■ **SHORT PROBLEM**
Continue the passage on how customers make buying decisions, starting right after its final sentence.

For as long as marketing has existed, we have relied on a very simple method to understand customers.
We ask them.
We ask what they like.
We ask what they don’t like.
We ask why they bought something.
We ask what would make them buy again.
And then we build PowerPoint decks as if these answers came from a place of deep self-awareness.
But if you watch how people actually behave, something feels off.
People say they want simple products and then buy complicated ones.
They say price matters and then ignore cheaper options.
They say they “compared everything” and then choose something familiar in five seconds.
So what’s going on?
The uncomfortable truth is this: most people don’t really know why they buy what they buy.
Not because they are lying. But because the decision usually happens before words.
Modern neuroscience keeps repeating the same idea in different ways: a very large part of our decisions — often quoted around 90% or more — are driven by subconscious processes. Emotion, memory, habit, familiarity, fear, and social signals do the heavy lifting. Logic mostly arrives later, to explain the decision in a socially acceptable way.
This creates a strange situation.

(Collected data entries)

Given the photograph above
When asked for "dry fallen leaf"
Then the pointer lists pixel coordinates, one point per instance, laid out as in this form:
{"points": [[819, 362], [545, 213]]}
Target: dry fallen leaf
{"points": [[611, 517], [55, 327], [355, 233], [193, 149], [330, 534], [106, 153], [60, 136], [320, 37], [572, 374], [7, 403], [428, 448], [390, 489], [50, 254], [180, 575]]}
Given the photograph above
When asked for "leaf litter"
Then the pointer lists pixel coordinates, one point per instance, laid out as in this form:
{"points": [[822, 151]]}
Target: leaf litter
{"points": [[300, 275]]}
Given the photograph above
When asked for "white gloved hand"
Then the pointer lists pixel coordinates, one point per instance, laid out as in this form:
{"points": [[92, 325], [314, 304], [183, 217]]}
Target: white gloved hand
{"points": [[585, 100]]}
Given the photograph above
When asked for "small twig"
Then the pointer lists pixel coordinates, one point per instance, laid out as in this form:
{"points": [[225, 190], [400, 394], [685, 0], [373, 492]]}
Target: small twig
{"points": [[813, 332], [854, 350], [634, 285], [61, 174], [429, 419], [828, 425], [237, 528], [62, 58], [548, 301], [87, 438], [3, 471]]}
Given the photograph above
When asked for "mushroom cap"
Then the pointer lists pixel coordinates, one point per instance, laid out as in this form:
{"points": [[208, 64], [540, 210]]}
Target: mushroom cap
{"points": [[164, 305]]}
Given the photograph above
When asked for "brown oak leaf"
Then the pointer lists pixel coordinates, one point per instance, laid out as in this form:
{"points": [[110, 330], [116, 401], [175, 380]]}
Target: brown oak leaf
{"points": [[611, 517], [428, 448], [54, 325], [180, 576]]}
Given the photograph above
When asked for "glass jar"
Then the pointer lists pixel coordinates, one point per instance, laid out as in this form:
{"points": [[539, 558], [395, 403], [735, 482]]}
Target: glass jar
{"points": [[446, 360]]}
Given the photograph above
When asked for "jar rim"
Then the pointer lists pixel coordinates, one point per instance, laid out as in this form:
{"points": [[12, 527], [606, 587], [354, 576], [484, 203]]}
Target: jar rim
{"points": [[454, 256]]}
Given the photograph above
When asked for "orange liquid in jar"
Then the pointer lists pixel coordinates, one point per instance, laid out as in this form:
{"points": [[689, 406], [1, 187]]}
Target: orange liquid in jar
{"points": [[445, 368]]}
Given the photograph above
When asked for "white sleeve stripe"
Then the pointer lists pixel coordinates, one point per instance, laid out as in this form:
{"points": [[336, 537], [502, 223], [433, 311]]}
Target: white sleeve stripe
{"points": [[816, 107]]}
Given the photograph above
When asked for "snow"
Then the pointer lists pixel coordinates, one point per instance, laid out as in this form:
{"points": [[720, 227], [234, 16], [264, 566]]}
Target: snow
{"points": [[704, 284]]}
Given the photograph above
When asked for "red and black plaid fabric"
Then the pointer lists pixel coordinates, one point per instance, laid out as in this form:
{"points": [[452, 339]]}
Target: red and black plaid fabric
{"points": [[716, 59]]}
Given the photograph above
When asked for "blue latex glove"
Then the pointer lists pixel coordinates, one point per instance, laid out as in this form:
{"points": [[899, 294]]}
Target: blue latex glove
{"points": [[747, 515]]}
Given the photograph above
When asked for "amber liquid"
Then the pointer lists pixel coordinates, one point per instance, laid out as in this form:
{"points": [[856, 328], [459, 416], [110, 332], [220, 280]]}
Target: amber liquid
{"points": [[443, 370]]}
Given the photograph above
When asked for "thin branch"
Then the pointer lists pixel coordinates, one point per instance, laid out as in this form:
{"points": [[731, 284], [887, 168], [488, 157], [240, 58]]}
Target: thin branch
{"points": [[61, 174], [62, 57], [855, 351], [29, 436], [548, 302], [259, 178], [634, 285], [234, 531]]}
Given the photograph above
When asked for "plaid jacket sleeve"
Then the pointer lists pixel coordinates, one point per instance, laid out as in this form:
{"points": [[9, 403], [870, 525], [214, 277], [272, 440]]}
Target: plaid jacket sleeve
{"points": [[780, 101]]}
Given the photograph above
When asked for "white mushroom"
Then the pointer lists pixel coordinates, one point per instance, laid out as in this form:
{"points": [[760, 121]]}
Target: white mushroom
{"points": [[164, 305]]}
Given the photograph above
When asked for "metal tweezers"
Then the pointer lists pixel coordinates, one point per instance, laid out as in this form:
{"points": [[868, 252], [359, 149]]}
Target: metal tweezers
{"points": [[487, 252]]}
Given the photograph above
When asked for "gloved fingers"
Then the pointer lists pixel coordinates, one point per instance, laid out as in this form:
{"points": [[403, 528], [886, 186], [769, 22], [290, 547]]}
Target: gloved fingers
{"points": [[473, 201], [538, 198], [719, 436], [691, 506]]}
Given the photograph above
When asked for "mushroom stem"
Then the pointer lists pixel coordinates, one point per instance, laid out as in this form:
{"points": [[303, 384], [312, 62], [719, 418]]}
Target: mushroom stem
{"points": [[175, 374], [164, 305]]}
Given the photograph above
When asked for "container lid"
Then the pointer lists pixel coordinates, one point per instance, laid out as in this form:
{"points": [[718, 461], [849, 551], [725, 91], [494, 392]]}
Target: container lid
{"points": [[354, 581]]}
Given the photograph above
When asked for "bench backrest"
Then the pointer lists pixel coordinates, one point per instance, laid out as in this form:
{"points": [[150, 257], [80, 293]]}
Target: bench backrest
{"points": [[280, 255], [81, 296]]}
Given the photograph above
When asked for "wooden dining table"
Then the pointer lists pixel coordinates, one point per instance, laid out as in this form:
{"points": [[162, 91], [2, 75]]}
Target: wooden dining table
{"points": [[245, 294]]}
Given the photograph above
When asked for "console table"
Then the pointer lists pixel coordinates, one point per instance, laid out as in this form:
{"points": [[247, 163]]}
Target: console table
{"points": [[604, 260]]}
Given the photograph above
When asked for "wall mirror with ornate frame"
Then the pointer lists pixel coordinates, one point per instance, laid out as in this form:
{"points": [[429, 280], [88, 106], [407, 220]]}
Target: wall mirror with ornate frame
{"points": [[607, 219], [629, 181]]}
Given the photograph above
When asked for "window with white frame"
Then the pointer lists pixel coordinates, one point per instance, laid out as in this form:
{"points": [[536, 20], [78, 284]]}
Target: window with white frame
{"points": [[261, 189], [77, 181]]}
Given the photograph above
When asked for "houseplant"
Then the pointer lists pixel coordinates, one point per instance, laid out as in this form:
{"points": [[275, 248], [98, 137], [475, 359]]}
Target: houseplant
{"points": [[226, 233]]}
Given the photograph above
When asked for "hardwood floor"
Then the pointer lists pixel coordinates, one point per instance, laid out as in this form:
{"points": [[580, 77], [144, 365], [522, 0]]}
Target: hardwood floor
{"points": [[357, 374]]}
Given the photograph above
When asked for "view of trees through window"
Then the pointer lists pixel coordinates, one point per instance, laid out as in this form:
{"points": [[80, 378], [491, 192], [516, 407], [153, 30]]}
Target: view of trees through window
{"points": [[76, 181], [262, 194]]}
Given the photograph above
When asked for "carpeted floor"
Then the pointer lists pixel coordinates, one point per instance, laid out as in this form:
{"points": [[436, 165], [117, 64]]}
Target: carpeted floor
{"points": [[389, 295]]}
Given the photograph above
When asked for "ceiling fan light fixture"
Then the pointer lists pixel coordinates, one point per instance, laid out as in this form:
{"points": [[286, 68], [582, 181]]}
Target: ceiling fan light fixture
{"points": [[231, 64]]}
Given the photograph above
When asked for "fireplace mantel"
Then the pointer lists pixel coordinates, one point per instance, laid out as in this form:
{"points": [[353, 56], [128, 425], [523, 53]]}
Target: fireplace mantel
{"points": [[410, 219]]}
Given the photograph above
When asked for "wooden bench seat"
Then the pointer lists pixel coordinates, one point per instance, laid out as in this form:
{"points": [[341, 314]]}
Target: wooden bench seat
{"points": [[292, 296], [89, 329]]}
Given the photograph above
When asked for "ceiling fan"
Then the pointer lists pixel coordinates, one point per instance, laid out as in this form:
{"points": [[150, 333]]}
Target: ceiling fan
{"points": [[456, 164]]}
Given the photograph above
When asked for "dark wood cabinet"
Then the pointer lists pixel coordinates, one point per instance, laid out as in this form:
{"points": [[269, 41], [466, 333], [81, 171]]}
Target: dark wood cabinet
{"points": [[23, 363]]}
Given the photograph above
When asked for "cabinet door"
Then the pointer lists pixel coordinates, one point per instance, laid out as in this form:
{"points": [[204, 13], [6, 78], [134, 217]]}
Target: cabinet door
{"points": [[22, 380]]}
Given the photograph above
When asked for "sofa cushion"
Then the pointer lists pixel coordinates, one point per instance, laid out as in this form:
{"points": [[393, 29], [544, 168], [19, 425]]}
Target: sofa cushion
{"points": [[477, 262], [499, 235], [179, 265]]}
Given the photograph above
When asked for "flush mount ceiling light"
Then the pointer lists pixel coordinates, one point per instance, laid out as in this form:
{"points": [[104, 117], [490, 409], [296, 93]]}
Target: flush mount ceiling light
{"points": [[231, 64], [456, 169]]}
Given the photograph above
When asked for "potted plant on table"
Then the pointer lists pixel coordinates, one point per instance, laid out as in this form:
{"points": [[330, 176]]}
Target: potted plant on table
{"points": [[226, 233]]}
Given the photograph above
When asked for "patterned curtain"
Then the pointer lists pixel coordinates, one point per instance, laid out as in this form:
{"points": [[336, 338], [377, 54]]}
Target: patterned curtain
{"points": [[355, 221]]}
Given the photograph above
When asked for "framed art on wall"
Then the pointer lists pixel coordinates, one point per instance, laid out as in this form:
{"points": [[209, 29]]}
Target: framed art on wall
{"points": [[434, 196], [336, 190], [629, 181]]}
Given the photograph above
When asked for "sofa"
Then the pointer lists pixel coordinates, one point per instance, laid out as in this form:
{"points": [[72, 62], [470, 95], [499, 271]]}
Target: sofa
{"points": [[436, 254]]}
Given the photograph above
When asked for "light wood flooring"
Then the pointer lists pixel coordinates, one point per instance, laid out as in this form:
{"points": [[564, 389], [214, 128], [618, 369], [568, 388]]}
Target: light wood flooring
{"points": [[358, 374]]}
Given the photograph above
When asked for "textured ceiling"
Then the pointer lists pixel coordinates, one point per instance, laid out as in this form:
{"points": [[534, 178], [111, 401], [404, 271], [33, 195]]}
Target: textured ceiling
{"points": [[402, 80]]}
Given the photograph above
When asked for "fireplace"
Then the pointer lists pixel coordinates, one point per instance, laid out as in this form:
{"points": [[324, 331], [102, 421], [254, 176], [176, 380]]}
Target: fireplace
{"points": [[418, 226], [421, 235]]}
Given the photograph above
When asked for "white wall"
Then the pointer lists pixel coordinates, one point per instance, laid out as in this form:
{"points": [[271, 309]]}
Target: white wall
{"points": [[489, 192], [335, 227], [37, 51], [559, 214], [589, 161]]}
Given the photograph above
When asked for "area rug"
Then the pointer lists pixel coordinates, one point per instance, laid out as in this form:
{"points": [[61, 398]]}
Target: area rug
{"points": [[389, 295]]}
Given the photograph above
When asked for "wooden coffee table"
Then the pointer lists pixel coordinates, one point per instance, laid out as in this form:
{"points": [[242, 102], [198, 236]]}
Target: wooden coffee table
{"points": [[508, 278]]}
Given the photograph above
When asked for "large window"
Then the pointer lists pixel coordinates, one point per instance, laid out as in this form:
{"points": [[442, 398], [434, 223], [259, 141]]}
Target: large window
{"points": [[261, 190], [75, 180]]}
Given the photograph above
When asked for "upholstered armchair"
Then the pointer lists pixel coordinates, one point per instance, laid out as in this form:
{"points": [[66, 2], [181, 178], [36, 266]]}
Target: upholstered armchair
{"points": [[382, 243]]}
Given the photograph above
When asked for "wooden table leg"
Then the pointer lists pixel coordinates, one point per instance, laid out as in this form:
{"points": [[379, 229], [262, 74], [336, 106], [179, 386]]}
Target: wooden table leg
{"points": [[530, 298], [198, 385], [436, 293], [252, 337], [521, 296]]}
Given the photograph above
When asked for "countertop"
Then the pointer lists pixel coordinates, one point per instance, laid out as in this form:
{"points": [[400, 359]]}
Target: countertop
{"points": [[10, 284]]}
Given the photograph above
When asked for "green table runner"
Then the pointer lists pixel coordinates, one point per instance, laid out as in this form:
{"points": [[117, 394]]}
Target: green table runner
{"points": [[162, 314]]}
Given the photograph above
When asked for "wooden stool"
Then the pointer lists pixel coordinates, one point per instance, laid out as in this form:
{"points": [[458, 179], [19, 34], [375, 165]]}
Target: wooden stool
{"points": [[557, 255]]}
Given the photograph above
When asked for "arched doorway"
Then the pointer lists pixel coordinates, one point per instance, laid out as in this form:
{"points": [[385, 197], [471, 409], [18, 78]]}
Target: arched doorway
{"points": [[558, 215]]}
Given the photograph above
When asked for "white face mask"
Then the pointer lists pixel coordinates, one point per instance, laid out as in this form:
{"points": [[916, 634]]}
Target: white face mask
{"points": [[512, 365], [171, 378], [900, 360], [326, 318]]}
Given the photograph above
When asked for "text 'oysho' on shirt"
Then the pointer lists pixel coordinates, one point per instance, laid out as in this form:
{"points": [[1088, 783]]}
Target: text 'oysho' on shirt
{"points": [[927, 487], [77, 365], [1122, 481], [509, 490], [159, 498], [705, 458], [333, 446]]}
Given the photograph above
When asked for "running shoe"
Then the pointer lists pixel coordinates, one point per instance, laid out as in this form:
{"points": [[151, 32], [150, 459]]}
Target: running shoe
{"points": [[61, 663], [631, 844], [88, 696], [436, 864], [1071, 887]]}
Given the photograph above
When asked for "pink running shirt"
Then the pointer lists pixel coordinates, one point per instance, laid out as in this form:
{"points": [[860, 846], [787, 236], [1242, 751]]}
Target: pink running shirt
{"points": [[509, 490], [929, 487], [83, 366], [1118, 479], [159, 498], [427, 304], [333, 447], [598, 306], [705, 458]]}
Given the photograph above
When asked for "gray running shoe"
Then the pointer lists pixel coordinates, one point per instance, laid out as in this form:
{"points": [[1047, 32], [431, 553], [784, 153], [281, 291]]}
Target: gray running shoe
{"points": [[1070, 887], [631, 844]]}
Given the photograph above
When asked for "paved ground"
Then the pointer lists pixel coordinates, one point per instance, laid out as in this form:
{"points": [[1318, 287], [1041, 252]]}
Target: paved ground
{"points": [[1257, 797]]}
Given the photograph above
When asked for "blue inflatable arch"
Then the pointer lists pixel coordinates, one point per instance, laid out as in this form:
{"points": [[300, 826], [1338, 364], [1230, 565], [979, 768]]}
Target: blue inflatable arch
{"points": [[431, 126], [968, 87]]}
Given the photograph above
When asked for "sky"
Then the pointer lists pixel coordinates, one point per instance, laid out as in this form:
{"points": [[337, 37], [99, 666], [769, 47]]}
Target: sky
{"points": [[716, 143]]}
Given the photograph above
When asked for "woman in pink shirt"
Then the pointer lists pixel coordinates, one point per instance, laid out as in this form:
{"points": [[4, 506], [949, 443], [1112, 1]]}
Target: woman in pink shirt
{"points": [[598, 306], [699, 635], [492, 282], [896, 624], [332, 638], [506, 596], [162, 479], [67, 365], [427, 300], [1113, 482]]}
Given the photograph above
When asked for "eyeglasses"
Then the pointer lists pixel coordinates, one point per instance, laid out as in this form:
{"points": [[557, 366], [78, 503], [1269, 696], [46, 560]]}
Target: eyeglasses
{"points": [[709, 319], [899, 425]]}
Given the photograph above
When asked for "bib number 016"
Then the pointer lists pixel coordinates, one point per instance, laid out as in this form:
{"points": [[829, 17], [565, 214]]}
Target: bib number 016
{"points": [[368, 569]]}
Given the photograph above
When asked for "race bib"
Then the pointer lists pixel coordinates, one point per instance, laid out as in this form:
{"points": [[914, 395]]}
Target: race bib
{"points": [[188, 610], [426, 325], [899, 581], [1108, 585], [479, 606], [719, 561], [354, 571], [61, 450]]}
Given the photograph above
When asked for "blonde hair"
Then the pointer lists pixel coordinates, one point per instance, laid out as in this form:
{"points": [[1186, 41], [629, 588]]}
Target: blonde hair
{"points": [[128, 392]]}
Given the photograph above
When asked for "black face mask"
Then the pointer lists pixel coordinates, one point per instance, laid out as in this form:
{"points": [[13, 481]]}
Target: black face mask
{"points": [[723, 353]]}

■ **TASK ANSWER**
Marketing research is built on what people can explain.
But buying decisions are built on things people can’t see inside themselves.
This is why you can run perfect surveys, get “clear” feedback, build exactly what people said they wanted… and still fail.
Neuromarketing exists because of this gap.
Not as a magic trick. Not as mind control. But as a serious attempt to answer a simple question:
What is actually happening in the brain when someone looks at a product, a price, a website, or an ad?
The First Big Mistake: Believing One Tool Can Explain a Human
In the early days of neuromarketing, eye-tracking became popular. And for good reason.
If you can see where people are looking, you can improve layouts, packaging, and ads. You can understand what gets noticed and what gets ignored. Even today, eye-tracking is extremely useful for understanding visual attention.
But attention is not the same thing as emotion.
Imagine this: someone looks at a product on a website for three seconds.
What does that mean?
- Are they interested?
- Are they confused?
- Are they trying to understand the price?
- Are they suspicious?
- Are they comparing it with something else?
The eyes can’t tell you that. They only tell you where someone is looking, not what they feel while looking.
This is where the first big realisation in neuromarketing came from:
No single metric can explain a human decision.
Human decisions are layered.
There is:
- What we notice
- What we feel
- How hard we are thinking
- What we remember
- What we desire
- What we fear
If you measure only one of these, you’re not doing science. You’re guessing with better tools.
This is why the field slowly started moving away from “one tool studies” and toward something more honest: multimodal measurement.
Instead of asking:
“Where are people looking?”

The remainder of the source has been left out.